* Document text:
+--

Remembering Grandma Helen

Scan 6Helen Jane Moore was born on September 18, 1914. She was the only daughter of Homer and May, and sister to her brothers, Paul and Richard. Grandma Helen as many of us affectionately called her, passed from this life on December 18, 2013 at the full age of 99! She is survived by her three beautiful daughters Clare, Sandy, and Billie, 10 grandchildren, 27 great grandchildren and 7 great great grandchildren. When you think about it, Grandma Helen left us an incredible legacy, and today we enjoy the blessings of family, cousins and friends because of the sweet love she showed to those that she cared for most in this world.

Born and raised in Danville, IL, Helen would make the most important decision of her life as a 8 year old girl, when at a tent revival, she went forward to receive Jesus Christ as her personal Lord and Savior! While she might not have fully understood the implications of that decision until later in her life, it would also be at a church meeting that she would meet her first husband Bill Payton, who was traveling through town as a trumpet player in the Army Band. They would fall in love, get married and began to make a home in Danville. The wife of an army man, Helen would give birth to their first daughter Clare in Danville, and daughters Sandy and Billie in Louisiana. Later this military family would move out to California, spend a year in Germany after WW2 and later return to California, finally landing at Hamilton Field before the marriage dissolved.

As a single parent, Helen was forced to enter the marketplace and would begin working at Albert’s Department Store in San Rafael, which would later become Macy’s. It would be while working retail, that she would meet the man who would later become her doting husband of 45+ years, George Sinnott. Together they would enjoy taking rides along the coast, going to Giants games and dancing. Grandma Helen would retire from the marketplace in 1985 after 30 years with Bank of America.

It would be in her retirement years that grandma would significantly grow in her relationship with Jesus, attending Bible Study Fellowship while continuing to be part of the community of First Baptist Church of Novato, where she attended for 26 years before landing at Valley Baptist Church these past 7 years. Grandma loved Jesus and reading God’s Word. An avid reader, she often exchanged historical fiction novels, with her daughter and granddaughters. And she always loved a good crossword puzzle.

Having married into the family, I always enjoyed spending time with Grandma Helen. And she always made me feel like one of her own grandchildren. She had such a sweet disposition and I loved to hear her laugh. There was also this playful side to grandma, she was a bit of a jokester and prankster, as you’ll see evidence of in some of the photos from the life in pictures. Grandma also loved her sweets. And I will never forget one time at Nancy’s when grandma was beginning to slip into her dementia that I watched her eat four pieces of pie at one of the Warfield get-togethers. She would look around and see if anyone was watching her, and quickly grab and eat another with a huge smile on her face. It was hilarious. It was like watching a kid in a candy store.

+--

Excerpts from a point labeling dataset:
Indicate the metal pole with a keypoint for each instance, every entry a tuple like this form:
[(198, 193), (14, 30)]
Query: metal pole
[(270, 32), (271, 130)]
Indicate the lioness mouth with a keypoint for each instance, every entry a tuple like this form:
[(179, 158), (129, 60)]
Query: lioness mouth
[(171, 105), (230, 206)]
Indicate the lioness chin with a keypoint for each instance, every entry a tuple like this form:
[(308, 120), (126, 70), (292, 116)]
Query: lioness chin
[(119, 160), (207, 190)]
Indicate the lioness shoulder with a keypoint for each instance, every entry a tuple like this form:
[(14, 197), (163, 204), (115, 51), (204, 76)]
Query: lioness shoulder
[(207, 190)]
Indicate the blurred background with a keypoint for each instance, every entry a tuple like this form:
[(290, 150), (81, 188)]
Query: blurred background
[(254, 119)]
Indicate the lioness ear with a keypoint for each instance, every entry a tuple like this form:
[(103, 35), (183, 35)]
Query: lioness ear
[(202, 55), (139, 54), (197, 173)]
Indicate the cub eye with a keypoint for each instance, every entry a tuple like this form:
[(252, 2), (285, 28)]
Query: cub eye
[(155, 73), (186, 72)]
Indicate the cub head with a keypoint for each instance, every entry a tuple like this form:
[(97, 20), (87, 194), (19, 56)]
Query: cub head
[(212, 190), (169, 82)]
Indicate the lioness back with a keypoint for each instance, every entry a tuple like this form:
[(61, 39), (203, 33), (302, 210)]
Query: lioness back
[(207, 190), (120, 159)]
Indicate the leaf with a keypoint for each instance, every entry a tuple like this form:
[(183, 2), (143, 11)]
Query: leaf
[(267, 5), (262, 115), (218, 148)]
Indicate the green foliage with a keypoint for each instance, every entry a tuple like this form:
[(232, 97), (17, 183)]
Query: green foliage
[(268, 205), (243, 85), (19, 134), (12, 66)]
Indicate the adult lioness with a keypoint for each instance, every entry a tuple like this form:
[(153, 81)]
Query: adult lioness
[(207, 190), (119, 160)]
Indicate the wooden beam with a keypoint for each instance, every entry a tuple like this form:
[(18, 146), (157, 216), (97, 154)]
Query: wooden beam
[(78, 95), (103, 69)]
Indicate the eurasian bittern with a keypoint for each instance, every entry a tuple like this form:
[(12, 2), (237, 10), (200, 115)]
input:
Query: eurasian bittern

+--

* Written task 1:
Reproduce the tribute to Grandma Helen word for word, starting at "Remembering Grandma Helen" and ending at "in this world.".
* Written task 2:
Summarize the tribute to Grandma Helen in two sentences.
* Written task 3:
Write the next part of the tribute to Grandma Helen, picking up after its last sentence.
The items are separate material from the tribute to Grandma Helen.

* Result 1:
Remembering Grandma Helen

Scan 6Helen Jane Moore was born on September 18, 1914. She was the only daughter of Homer and May, and sister to her brothers, Paul and Richard. Grandma Helen as many of us affectionately called her, passed from this life on December 18, 2013 at the full age of 99! She is survived by her three beautiful daughters Clare, Sandy, and Billie, 10 grandchildren, 27 great grandchildren and 7 great great grandchildren. When you think about it, Grandma Helen left us an incredible legacy, and today we enjoy the blessings of family, cousins and friends because of the sweet love she showed to those that she cared for most in this world.

* Result 2:
Helen Jane Moore was born in Danville, IL, on September 18, 1914, and died on December 18, 2013, at 99, survived by three daughters, 10 grandchildren, 27 great grandchildren and 7 great great grandchildren. After her first marriage to Army Band trumpet player Bill Payton dissolved, she worked in retail, where she met George Sinnott, her husband of 45+ years, and she retired in 1985 after 30 years with Bank of America.

* Result 3:
What a life Helen enjoyed. For many of us, we have no clue of the type of world Helen was born into in 1914. Born just a few months after World War I began, parents back then worried significantly when their children came down with high fevers and bad coughs. Statistically speaking she was expected to live to the age of 59, if she survived the perilous years of infancy. But Grandma Helen survived two World Wars, and other countless challenges to live to the age of 99, which even in this day is well above the average life expectancy.

Much of Grandma Helen’s world, was lived in what we could call today, “off the grid.” In her early years, she likely had no phone, no electricity, not even plumbing. But during her life, she witnessed the evolution of much of what we take for granted today…the first  movies with sound beginning in 1935, the evolution of television from black and white to color, the dawn of the internet, email and the modernization of America. And at 99, even as a former bank teller, I doubt she did a lot of online banking, nor did she have a Facebook page, but she was definitely was part of one of the greatest generations ever to live.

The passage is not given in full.